=== Data section ===

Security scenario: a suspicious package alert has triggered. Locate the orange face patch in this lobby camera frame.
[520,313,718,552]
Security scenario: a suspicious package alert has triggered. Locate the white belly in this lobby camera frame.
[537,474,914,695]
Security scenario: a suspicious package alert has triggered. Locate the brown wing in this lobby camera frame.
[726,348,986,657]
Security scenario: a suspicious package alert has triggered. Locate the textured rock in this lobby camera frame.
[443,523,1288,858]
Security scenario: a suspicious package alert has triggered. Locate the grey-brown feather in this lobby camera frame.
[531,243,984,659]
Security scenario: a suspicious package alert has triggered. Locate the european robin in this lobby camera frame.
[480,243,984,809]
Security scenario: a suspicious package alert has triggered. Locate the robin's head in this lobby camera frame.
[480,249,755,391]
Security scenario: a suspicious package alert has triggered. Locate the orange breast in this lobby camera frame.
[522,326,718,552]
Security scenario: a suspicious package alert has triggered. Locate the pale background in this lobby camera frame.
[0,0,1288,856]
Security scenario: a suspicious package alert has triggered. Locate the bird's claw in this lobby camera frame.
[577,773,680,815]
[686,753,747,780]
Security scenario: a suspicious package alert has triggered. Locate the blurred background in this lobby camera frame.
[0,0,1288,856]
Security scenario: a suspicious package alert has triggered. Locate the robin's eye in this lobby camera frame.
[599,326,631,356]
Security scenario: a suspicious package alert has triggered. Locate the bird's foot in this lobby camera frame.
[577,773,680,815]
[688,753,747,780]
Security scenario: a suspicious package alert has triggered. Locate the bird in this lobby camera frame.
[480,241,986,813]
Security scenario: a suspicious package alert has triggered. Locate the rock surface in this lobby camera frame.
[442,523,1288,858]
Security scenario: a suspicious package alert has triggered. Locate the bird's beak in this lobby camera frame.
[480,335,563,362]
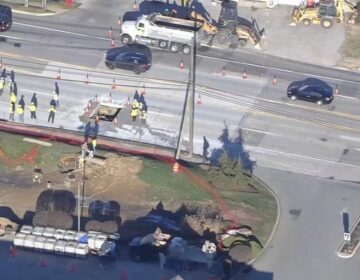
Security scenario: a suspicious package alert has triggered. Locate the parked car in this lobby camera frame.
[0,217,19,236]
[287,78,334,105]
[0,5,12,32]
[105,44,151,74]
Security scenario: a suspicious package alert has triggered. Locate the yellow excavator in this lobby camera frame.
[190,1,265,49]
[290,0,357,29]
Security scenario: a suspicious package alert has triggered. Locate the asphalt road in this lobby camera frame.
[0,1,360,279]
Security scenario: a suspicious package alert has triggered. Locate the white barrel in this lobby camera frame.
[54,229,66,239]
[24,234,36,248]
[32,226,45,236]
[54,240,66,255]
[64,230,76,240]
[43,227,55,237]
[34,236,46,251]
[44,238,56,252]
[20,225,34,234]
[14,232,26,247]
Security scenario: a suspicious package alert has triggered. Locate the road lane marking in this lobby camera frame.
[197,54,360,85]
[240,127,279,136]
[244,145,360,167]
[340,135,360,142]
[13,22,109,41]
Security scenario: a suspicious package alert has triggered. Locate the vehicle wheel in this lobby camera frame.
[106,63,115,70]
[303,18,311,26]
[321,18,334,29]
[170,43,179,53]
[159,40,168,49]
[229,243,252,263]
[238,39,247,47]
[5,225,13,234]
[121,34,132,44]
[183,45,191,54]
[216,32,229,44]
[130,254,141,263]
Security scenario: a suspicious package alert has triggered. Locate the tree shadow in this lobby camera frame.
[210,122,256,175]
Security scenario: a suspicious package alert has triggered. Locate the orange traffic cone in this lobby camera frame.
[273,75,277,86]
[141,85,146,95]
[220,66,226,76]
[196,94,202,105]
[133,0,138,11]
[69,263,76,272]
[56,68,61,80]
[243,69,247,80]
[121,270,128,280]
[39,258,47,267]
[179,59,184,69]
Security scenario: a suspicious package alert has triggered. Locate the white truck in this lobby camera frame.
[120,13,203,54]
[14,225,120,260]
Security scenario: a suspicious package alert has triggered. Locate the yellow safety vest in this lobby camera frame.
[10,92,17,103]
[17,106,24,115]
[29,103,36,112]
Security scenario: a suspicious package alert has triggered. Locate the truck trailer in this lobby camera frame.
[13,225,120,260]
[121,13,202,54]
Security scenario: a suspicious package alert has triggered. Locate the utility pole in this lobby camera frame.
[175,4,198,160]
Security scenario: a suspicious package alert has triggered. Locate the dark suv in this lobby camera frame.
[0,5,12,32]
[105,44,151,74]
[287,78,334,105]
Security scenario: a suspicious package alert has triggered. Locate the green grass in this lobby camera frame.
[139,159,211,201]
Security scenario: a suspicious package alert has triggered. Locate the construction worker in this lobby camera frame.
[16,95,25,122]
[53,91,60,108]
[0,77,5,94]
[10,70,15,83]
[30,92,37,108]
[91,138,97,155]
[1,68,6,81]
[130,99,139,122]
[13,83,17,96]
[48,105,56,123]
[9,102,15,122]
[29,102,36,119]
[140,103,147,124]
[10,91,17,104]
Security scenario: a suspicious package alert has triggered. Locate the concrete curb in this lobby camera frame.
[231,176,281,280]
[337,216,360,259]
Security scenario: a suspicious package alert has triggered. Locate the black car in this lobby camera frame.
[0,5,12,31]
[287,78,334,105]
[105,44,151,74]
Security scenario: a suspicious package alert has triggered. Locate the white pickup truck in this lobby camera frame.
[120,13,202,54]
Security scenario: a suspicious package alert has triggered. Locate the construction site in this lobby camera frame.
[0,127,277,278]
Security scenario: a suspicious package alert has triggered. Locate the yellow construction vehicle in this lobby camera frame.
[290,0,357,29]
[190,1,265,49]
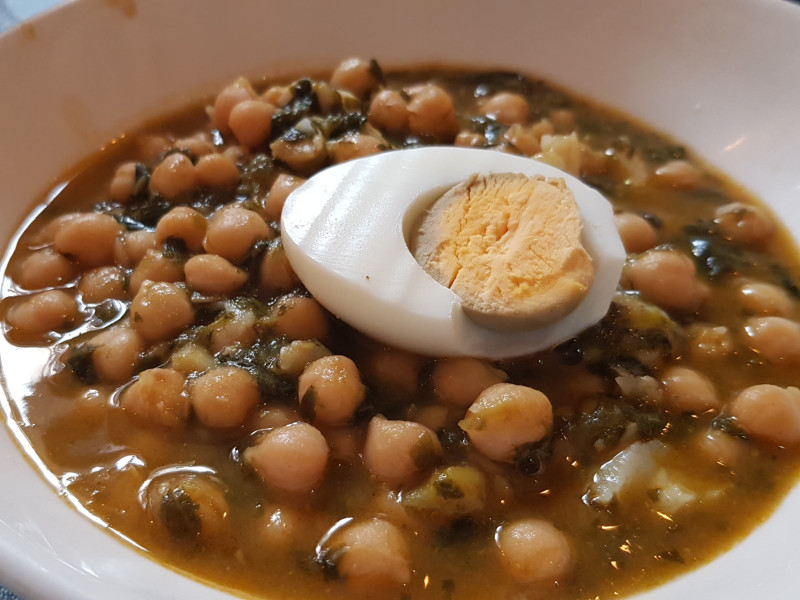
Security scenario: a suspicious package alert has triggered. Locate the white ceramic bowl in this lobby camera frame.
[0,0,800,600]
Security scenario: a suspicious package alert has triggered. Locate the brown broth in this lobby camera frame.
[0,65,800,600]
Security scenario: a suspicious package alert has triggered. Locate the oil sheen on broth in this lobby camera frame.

===

**Exercise task:** Reproduce every one of the lines above word for word, and leave out the pictures.

**The output:**
Security scenario: a suspicious package alert has triggered. Locate the orange face patch in this lobby camera frame.
[520,313,718,552]
Security scenario: a suspicious package alert has triggered. Locate the white belly in this lobby camera frame.
[537,474,914,695]
Security scenario: a suspicious package alert has triggered. Locate the brown wing in this lobby camera frame.
[726,348,986,657]
Security scenario: a suspicious package alert has triggered. Locate the textured rock in this lobby camera frame.
[443,523,1288,858]
Security scenario: a suspicious package alert has triggered. Locate the grey-brown feather in this lobby camera frame.
[531,243,984,659]
Security scenario: a suspicious package alert has triggered. Locate the european robin in this lobby camera frame.
[480,243,984,809]
Security scenario: a suspicious package alert has triggered. Locate the robin's head in this lobby camera frame.
[480,249,755,391]
Security scenario: a suspicious package alert has triggered. Locate the orange breast in this lobby camera frame.
[522,326,718,552]
Security scenario: a suspicious package alert has triggered. Locate the pale background in this lobby camera frame.
[0,0,1288,856]
Security scenario: a suspicious package alert has triggered. Locate the bird's claw in this lobby camera frame.
[577,773,680,815]
[686,753,747,780]
Security scenario: a suspicious package alert has triggered. Locate the blurred background in this lobby camera frame.
[0,0,1288,856]
Security scenario: a suspicious package alert has triggered. Locate the robin's eye in this lobby camera frame.
[599,326,631,356]
Security scenario: a suspicious package alert has triggered. Locate the bird's foot in this lobby camera frame.
[577,773,680,815]
[688,753,747,780]
Security scenario: a suspicious package alert has triggered. Locate the bird in this lobby camera frame.
[480,241,986,813]
Security scenario: a suspicious package alert has triggered. Locate the rock surface in this lobby camera frame.
[442,523,1288,858]
Security scenario: a suspicious package alert has triggered. Locate the bird's beak in this lobby camera frame.
[480,335,563,362]
Security scenario: a suspicious package alert has triggered. Locate the parked car in this lobby camera frame.
[0,217,19,236]
[287,78,334,105]
[0,5,12,32]
[105,44,151,74]
Security scenario: a suspicious package alert has triggered. Locate the yellow excavator in this lobby camera frame.
[190,1,265,49]
[290,0,357,29]
Security scenario: a suspicious package alert has triggered. Locate the asphalt road in this lobby camera frame.
[0,1,360,279]
Security scenario: a suspicious package alert has triggered. Locate the white barrel in this lobby camera frame.
[54,229,66,239]
[24,234,36,248]
[32,226,45,236]
[54,240,66,255]
[64,230,76,240]
[43,227,55,237]
[34,236,46,251]
[44,238,56,252]
[20,225,34,234]
[14,232,26,247]
Security scenario: a suspicious package alert has triggered. Locate the road lane marking in this lobby camera frame.
[197,54,360,85]
[240,127,279,136]
[244,145,360,167]
[340,135,360,142]
[13,22,109,41]
Security scenario: a suspicious package alert has triggered. Locate the vehicle wheel in this lobby camera frame.
[106,63,115,70]
[303,18,311,26]
[321,18,334,29]
[170,43,179,53]
[159,40,168,49]
[229,243,252,263]
[238,39,247,47]
[5,225,13,234]
[121,34,132,44]
[183,45,191,54]
[216,32,229,44]
[130,254,141,263]
Security scenario: a suspicious package alert has triggered. Locate the tree shadow in this lobby camera frame.
[210,122,256,175]
Security scenario: a suspicious package alert has triggered. Locate the orange traffic cone in this lobby camera frame.
[273,75,277,86]
[141,85,146,95]
[220,66,226,76]
[196,94,202,105]
[133,0,138,11]
[69,263,76,272]
[56,68,61,80]
[243,69,247,80]
[121,270,128,280]
[39,258,47,267]
[179,59,184,69]
Security scenario: a suspicious package alert has triggered. Locate the white truck in this lobby camera frame.
[120,13,203,54]
[14,225,120,260]
Security scenario: a suspicious package alert has triggered. Locate the yellow safety vest in this lobby camera frame.
[10,92,17,103]
[17,106,24,115]
[29,103,36,112]
Security scenario: a suspicious package alert has triggered. Locate the truck trailer in this lobby camera frame.
[13,225,120,260]
[121,13,202,54]
Security scenario: a suspicious package alert has triggered. Locate the utility pole in this lobby camera frame.
[175,4,198,160]
Security scenario: a suspicious package alert has triggered. Locate the dark suv in this lobby camera frame.
[0,5,12,32]
[105,44,151,74]
[287,78,334,105]
Security scenario: a suspicious package alert has triggered. Locate the green grass in this lobby camera frame.
[139,159,211,201]
Security scenario: a suspicious package alert has triggered. Locate the construction worker in this lobby camera frame.
[16,95,25,122]
[53,91,60,108]
[0,77,5,94]
[10,70,15,83]
[30,92,37,108]
[91,138,97,155]
[1,68,6,81]
[130,99,139,122]
[13,83,17,96]
[48,105,56,123]
[9,102,15,122]
[29,102,36,119]
[140,103,147,124]
[10,91,17,104]
Security scenario: a suspicious package alert has triggered. Locate the concrete curb in this lobby camera frame.
[231,176,281,280]
[337,216,360,259]
Security scenario: a suspicious package alert has triggered. Locate the black car in this lobby camera frame.
[0,5,12,31]
[287,78,334,105]
[105,44,151,74]
Security scenario: a suspicious package alert has triggered. Locate the white pickup truck in this lobby camera frame.
[120,13,202,54]
Security scenario: a suspicious package alert has triggered. Locate the construction site in this lobby camera frame.
[0,127,277,278]
Security scenario: a suspicious package alert has triggered. Locate the yellow construction vehicle in this lobby camera frame.
[290,0,357,29]
[190,1,265,49]
Security scenario: a suspicious package alert has triggered. Locate the white ceramic bowl in this lobby camera frame.
[0,0,800,600]
Security scenario: a suspicious package alert has triggered. Locate the brown broth in this lobby camera frame.
[0,65,800,600]
Security scenario: a suspicious package alert has triggered. Locate the oil sheen on broth in this lobby camera frame.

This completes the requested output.